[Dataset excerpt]
****************************************

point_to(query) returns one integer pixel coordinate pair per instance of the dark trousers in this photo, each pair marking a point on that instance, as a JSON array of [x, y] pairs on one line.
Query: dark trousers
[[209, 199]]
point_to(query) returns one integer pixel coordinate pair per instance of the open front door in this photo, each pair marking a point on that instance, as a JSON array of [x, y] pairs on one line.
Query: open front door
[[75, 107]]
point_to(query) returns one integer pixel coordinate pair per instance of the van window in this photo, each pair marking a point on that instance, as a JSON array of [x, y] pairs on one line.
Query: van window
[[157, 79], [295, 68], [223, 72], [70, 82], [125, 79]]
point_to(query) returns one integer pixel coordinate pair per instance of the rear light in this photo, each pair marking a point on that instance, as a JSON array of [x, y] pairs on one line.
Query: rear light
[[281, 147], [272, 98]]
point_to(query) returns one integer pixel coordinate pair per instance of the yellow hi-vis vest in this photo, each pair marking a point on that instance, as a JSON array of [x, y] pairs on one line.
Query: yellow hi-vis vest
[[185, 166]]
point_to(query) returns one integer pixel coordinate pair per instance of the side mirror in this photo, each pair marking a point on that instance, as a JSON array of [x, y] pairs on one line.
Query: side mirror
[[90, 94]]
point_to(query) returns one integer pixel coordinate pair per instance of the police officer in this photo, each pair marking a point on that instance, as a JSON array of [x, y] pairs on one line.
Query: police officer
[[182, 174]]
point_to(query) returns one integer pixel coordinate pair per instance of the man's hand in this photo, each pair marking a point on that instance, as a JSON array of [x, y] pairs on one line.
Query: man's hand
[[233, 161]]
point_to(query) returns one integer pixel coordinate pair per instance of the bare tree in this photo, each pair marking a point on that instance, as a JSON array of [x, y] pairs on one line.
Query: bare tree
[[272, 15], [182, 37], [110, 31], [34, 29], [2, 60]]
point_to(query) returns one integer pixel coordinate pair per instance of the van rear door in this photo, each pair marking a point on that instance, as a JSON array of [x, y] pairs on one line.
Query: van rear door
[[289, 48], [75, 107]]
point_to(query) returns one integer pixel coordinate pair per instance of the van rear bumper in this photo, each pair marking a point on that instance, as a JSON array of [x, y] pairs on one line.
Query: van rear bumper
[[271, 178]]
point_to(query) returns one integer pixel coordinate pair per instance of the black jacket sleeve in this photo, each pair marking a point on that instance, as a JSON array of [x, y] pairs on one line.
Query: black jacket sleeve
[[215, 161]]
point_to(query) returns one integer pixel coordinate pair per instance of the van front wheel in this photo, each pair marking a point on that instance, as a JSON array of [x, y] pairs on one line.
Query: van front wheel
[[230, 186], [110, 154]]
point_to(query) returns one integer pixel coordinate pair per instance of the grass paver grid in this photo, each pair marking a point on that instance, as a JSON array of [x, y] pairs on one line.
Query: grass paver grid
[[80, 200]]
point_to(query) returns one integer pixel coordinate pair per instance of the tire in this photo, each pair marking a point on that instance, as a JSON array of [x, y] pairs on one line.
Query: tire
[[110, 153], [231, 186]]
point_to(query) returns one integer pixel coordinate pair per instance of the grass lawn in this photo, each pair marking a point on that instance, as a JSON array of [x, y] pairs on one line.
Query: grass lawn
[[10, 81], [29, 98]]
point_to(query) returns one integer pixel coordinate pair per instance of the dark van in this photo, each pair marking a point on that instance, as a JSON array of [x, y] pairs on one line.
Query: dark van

****************************************

** THE EXERCISE **
Rewrite all of the material above as a numbered list, leaving out any blank lines.

** ANSWER TO THIS PROBLEM **
1. point_to(query) returns one integer pixel coordinate pair per instance of the dark trousers in this photo, each pair marking a point on that instance, as a JSON array of [x, y] pairs on one line.
2. Query: dark trousers
3. [[209, 199]]
4. point_to(query) returns one integer pixel coordinate pair per instance of the open front door in this photo, each pair marking a point on that instance, as a JSON array of [x, y] pairs on one line.
5. Query: open front door
6. [[75, 107]]
7. point_to(query) returns one integer pixel coordinate pair per instance of the van window in this photo, each pair marking a point on that instance, as a JSON array of [x, y] pairs on one line.
8. Query: van window
9. [[157, 79], [295, 68], [223, 72], [70, 82], [125, 79]]
10. point_to(query) returns one integer pixel coordinate pair per instance of the rear light in this photo, each pair marking a point on that instance, as a JSON array of [x, y] pairs on one line.
11. Query: rear light
12. [[281, 147], [272, 98]]
13. point_to(query) returns one integer pixel coordinate pair per instance of the yellow hi-vis vest in this photo, each pair marking a point on that instance, as a JSON array of [x, y] pairs on one line.
14. Query: yellow hi-vis vest
15. [[185, 166]]
16. point_to(query) returns one integer pixel coordinate pair per instance of the side mirror in this photo, each pair marking a point on that instance, as a JSON array of [x, y] pairs on one line.
17. Query: side mirror
18. [[90, 94]]
19. point_to(query) returns one integer pixel coordinate pair per instance of the police officer in this photo, each pair marking a point on that instance, as a JSON array of [x, y] pairs on one line.
20. Query: police officer
21. [[182, 174]]
22. point_to(query) returns one integer pixel coordinate pair per instance of the man's hand in this photo, each pair marking a point on that instance, as a JSON array of [x, y] pairs on one line.
23. Query: man's hand
24. [[233, 161]]
25. point_to(query) returns one integer pixel coordinate pair per instance of the bare tree in this photo, each pair marking a point on that instance, as a JSON array of [x, y] pairs on one line.
26. Query: bare tree
27. [[272, 15], [182, 37], [110, 31], [34, 29], [2, 60]]
28. point_to(query) returns one integer pixel coordinate pair per instance of the van rear door in this photo, each pair marking a point on that instance, as a JSON array of [x, y] pairs on one line.
29. Query: van rear door
30. [[289, 48], [75, 107]]
31. point_to(query) returns one integer pixel coordinate pair per instance of the van rear bumper in this photo, each pair marking a point on that instance, as a JSON array of [x, y] pairs on one line.
32. Query: van rear bumper
33. [[271, 178]]
34. point_to(query) returns one integer pixel coordinate pair per instance of the black jacket sleeve in this photo, each pair marking a point on that instance, as a JSON array of [x, y] pairs on one line.
35. Query: black jacket sleeve
36. [[215, 161]]
37. point_to(query) returns one integer pixel coordinate pair per instance of the van front wheel in this photo, each pair marking a point on that instance, as a JSON array of [x, y] pairs on one line.
38. Query: van front wheel
39. [[230, 186], [110, 154]]
40. point_to(query) returns one integer pixel coordinate pair per instance of the grass paver grid in this photo, each pair marking a point on that instance, as a JSON array of [x, y] pairs on one line.
41. Query: grass paver grid
42. [[80, 200]]
43. point_to(query) returns one integer pixel coordinate pair per instance of the tire in this photo, each pair marking a point on that instance, as a JSON array of [x, y] pairs on one line.
44. Query: tire
45. [[110, 153], [231, 186]]
46. point_to(query) returns one integer pixel coordinate pair per instance of the grass lawn in this photo, each pair marking a point on that instance, as a JSON array of [x, y] pairs on one line.
47. Query: grass lawn
48. [[10, 81], [29, 98]]
49. point_to(query) returns one integer pixel coordinate pair per instance of the dark van in this photo, each pair marking a point on that instance, as a JSON array of [x, y] pairs on one line.
50. Query: dark van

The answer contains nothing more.